## Esercizio assegnato a:
Riscriva le righe dell'elenco comprese tra l'inizio dell'elenco e la riga che contiene "[0,153,50,169]", estremi inclusi, sostituendo "screenshot" con "image" e lasciando invariato tutto il resto.

## Testo:
---*---

Conosciamo il Francesco De Gregori cantautore, artista, musicista. Conosciamo meno, come lui stesso ha tenuto a ribadire nel corso della sua conversazione con Stefano Albertini presso la Casa Italiana Zerilli Marimò della New York University, il Francesco De Gregori uomo, privato, se non per quello che soggettivamente ne traspare dalle sue canzoni. Ancora meno noto, perlomeno fino alla vigilia del suo attesissimo concerto newyorchese, il De Gregori teorico dell’arte e dell’estetica, intesa come disciplina filosofica che studia il bello, la sua percezione e concezione, e l’arte in generale. Che cos’è la poesia per Francesco De Gregori? Qual è la missione dell’artista? Che cos’è, in ultima istanza, l’arte e qual è il suo compito?

---*---

## Esercizio assegnato b:
Trascriva fedelmente il testo su Francesco De Gregori tra "Conosciamo il Francesco" e "il suo compito?", estremi inclusi.

(Estratti di dati su regioni etichettate)
---*---

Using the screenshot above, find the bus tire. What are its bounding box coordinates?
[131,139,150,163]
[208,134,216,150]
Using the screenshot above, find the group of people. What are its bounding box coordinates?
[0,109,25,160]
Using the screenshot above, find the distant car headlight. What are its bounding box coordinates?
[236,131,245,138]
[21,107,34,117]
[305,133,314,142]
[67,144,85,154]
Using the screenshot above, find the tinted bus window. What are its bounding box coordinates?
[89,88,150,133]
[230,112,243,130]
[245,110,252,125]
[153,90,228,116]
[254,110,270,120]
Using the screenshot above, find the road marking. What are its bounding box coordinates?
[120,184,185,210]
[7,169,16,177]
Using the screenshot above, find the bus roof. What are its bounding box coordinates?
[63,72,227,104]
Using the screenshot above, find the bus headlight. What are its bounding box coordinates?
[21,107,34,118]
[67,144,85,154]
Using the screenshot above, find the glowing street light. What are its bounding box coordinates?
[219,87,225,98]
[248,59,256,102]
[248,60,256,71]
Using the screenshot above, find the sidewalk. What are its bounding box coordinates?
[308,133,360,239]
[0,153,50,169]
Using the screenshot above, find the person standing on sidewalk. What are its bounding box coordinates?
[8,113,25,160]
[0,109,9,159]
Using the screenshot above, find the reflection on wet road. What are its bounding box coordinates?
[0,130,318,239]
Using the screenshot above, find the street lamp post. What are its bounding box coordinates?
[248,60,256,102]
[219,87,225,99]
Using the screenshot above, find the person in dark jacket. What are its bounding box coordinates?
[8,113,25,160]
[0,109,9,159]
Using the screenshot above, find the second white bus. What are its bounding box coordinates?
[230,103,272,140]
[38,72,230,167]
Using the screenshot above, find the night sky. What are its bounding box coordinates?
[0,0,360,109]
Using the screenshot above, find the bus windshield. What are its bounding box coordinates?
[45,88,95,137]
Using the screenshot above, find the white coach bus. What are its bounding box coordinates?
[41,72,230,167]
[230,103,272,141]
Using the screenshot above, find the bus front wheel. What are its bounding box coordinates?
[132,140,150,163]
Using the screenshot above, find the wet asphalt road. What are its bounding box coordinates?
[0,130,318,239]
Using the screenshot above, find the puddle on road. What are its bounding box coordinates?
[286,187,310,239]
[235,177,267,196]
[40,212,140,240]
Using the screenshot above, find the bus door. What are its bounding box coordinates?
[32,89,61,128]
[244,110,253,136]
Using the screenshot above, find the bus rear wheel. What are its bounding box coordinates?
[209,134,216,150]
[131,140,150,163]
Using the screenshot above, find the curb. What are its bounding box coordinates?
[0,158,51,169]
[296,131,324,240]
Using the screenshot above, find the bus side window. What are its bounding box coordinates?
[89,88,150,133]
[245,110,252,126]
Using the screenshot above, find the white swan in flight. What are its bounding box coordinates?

---*---

## Risultato dell'esercizio a:
Using the image above, find the bus tire. What are its bounding box coordinates?
[131,139,150,163]
[208,134,216,150]
Using the image above, find the group of people. What are its bounding box coordinates?
[0,109,25,160]
Using the image above, find the distant car headlight. What are its bounding box coordinates?
[236,131,245,138]
[21,107,34,117]
[305,133,314,142]
[67,144,85,154]
Using the image above, find the tinted bus window. What are its bounding box coordinates?
[89,88,150,133]
[230,112,243,130]
[245,110,252,125]
[153,90,228,116]
[254,110,270,120]
Using the image above, find the road marking. What are its bounding box coordinates?
[120,184,185,210]
[7,169,16,177]
Using the image above, find the bus roof. What are its bounding box coordinates?
[63,72,227,104]
Using the image above, find the bus headlight. What are its bounding box coordinates?
[21,107,34,118]
[67,144,85,154]
Using the image above, find the glowing street light. What are its bounding box coordinates?
[219,87,225,98]
[248,59,256,102]
[248,60,256,71]
Using the image above, find the sidewalk. What are its bounding box coordinates?
[308,133,360,239]
[0,153,50,169]

## Risultato dell'esercizio b:
Conosciamo il Francesco De Gregori cantautore, artista, musicista. Conosciamo meno, come lui stesso ha tenuto a ribadire nel corso della sua conversazione con Stefano Albertini presso la Casa Italiana Zerilli Marimò della New York University, il Francesco De Gregori uomo, privato, se non per quello che soggettivamente ne traspare dalle sue canzoni. Ancora meno noto, perlomeno fino alla vigilia del suo attesissimo concerto newyorchese, il De Gregori teorico dell’arte e dell’estetica, intesa come disciplina filosofica che studia il bello, la sua percezione e concezione, e l’arte in generale. Che cos’è la poesia per Francesco De Gregori? Qual è la missione dell’artista? Che cos’è, in ultima istanza, l’arte e qual è il suo compito?